→ The problem:
Pick up the article on read-aloud teaching right where it stops and keep writing it.

→ Given passage:
=====

By Cathy Puett Miller

Welcome back! If you are just joining this series of articles, you might want to refer back to Part 1 of the series -- A Shared Experience: The Key to Effective Read Alouds -- for important background information. In that article, we focused on the shared experience of read alouds; this week we take it deeper.

MORE THAN INTERACTIVE

Merely inviting students to contribute verbally when you read aloud to them isn’t enough. Take it to a higher level with analytical talk. What is analytical talk?

  • Making predictions or inferences that explain a character's motivation or connect events from different parts of the story.
  • More than regurgitating facts or understanding a surface meaning. More even than applying what you know to new situations. Go below the surface.
  • On the fourth of six levels of Bloom’s Taxonomy of Educational Objectives. The Cape Brenton-Victoria School Board (Nova Scotia) provides a valuable list of Bloom’s Taxonomy’s Model Questions and Key Words (assumptions, ideas, conclusions, implications) to consider when promoting this level of discussion.

Teachers prompt students to engage in analytical talk by making comments that model such thinking and then asking thoughtful questions. (One of my favorites is “What do you think the author is trying to say here?") The greatest challenge in delivering a read aloud is to balance planning the instructional “insertions" (as we talked about in Part 1 of this series) while making them transparent to students. Here’s another example of a teachable moment that arose when an educator from Connecticut (who wants to remain anonymous) was reading to her 8th grade class from Chris Crutcher’s Whale Talk. She reached the part in Chapter 1 where the main character says,

"My father always said there are no coincidences; that when two seemingly unrelated events occur, they are related and should be treated that way."

She had options here. Let’s look at two: vocabulary instruction or think aloud.

The Vocabulary Focus


What Are
Tier 2 Words?

=====

→ Material provided:
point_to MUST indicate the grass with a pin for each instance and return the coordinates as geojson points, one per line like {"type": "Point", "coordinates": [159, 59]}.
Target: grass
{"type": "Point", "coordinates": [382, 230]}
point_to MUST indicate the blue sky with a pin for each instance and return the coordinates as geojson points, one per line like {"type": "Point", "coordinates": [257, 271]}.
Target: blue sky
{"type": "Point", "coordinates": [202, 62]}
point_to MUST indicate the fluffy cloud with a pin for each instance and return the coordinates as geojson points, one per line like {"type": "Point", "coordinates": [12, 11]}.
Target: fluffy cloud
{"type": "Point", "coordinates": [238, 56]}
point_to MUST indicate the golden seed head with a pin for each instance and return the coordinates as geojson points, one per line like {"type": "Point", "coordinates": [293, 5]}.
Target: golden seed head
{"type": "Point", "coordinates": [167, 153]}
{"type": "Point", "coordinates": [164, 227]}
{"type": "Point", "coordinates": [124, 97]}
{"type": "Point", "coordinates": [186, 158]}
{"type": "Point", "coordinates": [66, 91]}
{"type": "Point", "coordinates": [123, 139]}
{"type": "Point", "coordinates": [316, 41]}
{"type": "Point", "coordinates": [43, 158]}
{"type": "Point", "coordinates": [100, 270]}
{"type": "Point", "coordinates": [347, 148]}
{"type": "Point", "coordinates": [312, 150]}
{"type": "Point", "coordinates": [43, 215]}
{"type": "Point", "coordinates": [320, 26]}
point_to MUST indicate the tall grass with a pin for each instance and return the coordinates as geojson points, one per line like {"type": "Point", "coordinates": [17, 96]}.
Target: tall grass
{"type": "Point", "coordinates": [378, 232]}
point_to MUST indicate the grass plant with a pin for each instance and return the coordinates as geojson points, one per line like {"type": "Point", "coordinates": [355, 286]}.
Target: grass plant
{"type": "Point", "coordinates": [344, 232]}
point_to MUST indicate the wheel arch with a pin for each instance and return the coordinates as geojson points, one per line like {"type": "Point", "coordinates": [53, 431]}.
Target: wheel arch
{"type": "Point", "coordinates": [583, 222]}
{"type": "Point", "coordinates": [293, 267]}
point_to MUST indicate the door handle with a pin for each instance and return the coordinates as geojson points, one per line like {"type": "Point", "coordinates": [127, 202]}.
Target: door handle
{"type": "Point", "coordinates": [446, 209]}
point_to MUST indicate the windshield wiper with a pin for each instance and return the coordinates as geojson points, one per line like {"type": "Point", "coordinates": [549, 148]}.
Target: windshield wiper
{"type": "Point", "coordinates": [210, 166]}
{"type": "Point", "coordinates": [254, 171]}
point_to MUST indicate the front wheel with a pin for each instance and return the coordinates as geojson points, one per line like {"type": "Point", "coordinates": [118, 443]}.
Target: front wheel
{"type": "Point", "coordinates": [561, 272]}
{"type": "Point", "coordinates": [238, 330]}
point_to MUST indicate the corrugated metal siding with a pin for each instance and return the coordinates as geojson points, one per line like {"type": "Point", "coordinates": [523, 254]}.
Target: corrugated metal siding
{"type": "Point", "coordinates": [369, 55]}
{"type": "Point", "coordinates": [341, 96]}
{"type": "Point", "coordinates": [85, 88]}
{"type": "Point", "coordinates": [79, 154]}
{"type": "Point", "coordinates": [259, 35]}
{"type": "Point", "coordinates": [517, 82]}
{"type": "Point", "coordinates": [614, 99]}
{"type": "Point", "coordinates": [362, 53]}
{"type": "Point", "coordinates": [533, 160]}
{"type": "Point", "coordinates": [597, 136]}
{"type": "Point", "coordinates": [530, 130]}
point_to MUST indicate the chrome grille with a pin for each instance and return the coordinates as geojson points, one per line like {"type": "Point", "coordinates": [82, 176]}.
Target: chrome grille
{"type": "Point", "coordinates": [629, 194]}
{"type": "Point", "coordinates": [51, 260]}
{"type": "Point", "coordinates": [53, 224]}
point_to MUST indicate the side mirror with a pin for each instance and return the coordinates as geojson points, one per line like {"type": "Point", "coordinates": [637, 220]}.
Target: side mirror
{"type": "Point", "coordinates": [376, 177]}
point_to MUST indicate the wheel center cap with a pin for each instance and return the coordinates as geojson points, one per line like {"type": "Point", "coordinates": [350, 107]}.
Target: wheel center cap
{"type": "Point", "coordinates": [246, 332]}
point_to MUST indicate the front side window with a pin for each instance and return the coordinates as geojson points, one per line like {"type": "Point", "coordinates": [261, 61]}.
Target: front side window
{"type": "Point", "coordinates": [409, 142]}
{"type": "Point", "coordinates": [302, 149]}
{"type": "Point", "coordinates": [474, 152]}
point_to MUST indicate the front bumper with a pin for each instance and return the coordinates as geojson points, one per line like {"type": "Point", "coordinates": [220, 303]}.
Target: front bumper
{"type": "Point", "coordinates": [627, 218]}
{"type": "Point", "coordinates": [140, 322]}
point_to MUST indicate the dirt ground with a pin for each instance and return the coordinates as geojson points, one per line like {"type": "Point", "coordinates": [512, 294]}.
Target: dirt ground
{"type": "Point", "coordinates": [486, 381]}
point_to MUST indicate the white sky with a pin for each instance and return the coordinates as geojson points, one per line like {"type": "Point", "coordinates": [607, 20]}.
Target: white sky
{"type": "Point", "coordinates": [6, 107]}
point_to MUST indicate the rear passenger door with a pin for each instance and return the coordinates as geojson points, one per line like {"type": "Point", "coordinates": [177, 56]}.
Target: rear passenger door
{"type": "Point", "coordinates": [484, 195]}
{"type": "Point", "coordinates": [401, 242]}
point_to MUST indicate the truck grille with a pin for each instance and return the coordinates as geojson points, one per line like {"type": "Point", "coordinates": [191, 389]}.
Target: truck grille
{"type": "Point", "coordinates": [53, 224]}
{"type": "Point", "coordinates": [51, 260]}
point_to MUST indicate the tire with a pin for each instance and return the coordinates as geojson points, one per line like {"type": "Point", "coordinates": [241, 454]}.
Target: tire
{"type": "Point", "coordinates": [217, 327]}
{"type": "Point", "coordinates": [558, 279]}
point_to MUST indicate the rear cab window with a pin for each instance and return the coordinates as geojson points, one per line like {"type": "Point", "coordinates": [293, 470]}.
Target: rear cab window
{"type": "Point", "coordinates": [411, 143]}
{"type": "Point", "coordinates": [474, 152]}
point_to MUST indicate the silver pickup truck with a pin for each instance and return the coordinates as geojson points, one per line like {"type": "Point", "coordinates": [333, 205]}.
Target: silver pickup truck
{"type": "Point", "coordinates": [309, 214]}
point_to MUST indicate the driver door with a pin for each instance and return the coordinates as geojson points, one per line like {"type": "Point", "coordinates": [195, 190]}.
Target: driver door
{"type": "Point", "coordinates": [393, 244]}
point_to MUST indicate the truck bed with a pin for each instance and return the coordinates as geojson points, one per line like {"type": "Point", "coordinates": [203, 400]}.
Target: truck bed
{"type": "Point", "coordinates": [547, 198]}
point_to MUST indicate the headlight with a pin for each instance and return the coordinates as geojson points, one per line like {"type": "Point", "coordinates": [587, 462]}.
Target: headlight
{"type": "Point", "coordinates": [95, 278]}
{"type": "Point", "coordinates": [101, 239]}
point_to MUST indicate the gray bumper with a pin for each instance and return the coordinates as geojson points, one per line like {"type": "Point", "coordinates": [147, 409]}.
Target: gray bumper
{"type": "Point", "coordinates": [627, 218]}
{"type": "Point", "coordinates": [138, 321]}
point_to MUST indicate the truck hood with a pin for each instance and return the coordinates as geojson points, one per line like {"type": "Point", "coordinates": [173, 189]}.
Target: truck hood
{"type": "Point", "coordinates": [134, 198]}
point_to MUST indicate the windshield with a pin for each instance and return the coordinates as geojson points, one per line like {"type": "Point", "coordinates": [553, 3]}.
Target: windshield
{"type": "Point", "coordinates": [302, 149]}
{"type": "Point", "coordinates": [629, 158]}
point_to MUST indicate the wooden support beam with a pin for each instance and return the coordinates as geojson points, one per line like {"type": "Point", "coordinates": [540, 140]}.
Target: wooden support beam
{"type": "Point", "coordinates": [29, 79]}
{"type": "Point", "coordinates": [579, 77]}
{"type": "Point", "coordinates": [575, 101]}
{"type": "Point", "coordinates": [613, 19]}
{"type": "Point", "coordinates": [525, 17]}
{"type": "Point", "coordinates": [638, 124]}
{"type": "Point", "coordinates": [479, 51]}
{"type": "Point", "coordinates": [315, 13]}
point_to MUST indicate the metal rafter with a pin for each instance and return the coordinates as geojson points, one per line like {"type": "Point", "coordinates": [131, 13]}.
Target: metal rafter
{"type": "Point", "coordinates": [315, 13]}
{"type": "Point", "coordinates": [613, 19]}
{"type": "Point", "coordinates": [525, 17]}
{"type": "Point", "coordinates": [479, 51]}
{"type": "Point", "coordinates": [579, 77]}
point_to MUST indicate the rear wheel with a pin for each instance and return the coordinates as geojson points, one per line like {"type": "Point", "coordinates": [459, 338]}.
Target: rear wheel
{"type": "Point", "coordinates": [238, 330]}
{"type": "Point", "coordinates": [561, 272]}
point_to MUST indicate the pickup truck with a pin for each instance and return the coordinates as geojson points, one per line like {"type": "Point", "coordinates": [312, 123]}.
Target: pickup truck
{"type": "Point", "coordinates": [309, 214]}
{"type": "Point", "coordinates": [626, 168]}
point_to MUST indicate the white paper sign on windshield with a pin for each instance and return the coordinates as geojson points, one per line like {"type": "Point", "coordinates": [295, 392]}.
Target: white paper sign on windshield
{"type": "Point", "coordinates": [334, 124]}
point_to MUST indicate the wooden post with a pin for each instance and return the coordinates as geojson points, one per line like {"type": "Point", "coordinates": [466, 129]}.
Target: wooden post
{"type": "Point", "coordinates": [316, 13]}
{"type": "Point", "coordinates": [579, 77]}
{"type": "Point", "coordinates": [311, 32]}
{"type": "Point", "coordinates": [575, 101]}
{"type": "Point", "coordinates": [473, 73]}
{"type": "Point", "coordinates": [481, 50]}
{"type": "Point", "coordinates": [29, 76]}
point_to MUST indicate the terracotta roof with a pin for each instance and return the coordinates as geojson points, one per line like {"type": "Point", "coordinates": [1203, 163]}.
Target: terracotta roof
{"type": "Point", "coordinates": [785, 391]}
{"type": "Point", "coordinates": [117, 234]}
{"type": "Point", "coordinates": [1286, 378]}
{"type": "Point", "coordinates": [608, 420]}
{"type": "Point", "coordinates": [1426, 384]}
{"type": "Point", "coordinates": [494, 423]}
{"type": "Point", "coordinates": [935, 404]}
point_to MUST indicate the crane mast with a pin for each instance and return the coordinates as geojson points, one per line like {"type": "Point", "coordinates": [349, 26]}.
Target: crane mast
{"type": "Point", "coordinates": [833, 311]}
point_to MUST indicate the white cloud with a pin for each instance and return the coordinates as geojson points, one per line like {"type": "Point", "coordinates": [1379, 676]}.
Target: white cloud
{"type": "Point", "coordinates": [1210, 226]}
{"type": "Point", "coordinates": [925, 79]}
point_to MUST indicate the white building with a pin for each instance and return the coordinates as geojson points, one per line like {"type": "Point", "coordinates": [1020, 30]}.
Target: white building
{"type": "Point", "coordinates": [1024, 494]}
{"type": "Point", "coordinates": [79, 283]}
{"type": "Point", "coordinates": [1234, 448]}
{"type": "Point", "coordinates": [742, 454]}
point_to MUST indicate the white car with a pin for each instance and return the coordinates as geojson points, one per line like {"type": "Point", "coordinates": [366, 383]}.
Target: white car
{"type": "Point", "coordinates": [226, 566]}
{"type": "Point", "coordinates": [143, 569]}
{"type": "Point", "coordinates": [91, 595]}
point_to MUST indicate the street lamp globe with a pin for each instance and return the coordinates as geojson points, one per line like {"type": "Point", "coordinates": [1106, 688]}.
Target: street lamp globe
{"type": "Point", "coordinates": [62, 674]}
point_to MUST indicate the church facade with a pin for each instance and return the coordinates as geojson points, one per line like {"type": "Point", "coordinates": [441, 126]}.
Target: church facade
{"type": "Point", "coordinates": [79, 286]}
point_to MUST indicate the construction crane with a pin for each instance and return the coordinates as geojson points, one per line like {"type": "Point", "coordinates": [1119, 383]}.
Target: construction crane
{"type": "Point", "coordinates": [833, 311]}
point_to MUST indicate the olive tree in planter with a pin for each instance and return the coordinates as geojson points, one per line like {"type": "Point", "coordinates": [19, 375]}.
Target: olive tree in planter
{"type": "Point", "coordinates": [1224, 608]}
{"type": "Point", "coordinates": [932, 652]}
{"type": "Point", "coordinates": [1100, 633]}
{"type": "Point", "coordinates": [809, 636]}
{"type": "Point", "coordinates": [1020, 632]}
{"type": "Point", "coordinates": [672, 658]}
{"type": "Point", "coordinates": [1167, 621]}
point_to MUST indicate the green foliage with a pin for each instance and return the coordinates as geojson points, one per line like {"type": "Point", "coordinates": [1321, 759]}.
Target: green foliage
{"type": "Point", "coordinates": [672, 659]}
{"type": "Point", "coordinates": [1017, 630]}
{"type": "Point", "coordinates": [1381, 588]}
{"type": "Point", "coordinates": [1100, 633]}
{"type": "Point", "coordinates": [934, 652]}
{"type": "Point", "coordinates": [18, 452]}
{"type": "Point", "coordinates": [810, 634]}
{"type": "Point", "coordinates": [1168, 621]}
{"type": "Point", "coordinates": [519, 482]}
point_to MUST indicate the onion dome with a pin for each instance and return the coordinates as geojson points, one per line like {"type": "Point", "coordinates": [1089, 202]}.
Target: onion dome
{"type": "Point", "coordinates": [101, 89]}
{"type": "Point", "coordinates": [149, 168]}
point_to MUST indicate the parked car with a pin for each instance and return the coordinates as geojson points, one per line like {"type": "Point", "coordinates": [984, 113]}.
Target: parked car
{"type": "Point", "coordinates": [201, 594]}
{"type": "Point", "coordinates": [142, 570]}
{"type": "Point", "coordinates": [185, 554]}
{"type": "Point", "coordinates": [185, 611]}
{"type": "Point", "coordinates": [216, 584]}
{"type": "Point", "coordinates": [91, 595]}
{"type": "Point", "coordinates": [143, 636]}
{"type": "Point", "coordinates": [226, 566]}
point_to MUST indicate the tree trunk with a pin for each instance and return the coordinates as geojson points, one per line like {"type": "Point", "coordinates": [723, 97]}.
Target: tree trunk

=====

→ Task result:
Tier 2 words are those words that are essential to academic success; words that might not appear in the everyday language of your students, but appear often in text concepts. Doug Buel, a high school teacher from Wisconsin, gives a good description of Tier 2 words at Fully Grasping 'Tier 2' Words.

Maybe this teacher’s students didn’t know what the word coincidence meant. That is a Tier 2 word, for those of you who are familiar with Beck, McKeown, and Kucan’s work (2002) in that area.

The word coincidence is actually two words: co and incidence, or the related word coincide. The prefix co means “together.” The root incident comes from the Latin incidere which means “to fall into,” from in- + cadere to fall. In a short pause in the story, students help identify other words that contain those elements (co as in cooperate, coexist, co-mingle, and connect words they know like incident (as in an incident with the police, or an incident with a parent or principal).

Making such connections is important for students to retain the meanings of new words. In a couple of seconds, the teacher has introduced the meaning behind these words and has let students talk about the word in this context and in other contexts. Then she moves on, keeping that word highlighted in her brain (and perhaps on a note) so she can use it in other contexts throughout class time with students.

The Comprehension Focus

My choice might be to focus on the meaning of the quote in the context of the story. Whether students believe the statement the author has made or not will color their whole approach to, and understanding of, the rest of the story. It’s a chance for prediction and thinking aloud. Ask: “Do you think that’s true?" And here’s the key follow-up: “Why?" (or “Why not?").

I’m not asking students what color the character’s eyes are; I’m asking a thinking question that doesn’t have a single answer. I’m asking my students to give an evaluation that might be colored by their schema and their view of this character. I’m not looking for one opinion to be valued above another at this point. I just want to get everybody thinking. Later on, as the story unfolds, I will refer back to that one place in the story, over and over again (text-to-text connections) to stretch students’ thinking.

Try these approaches in your classroom tomorrow and then come back and read Part 3 of this series for more ideas.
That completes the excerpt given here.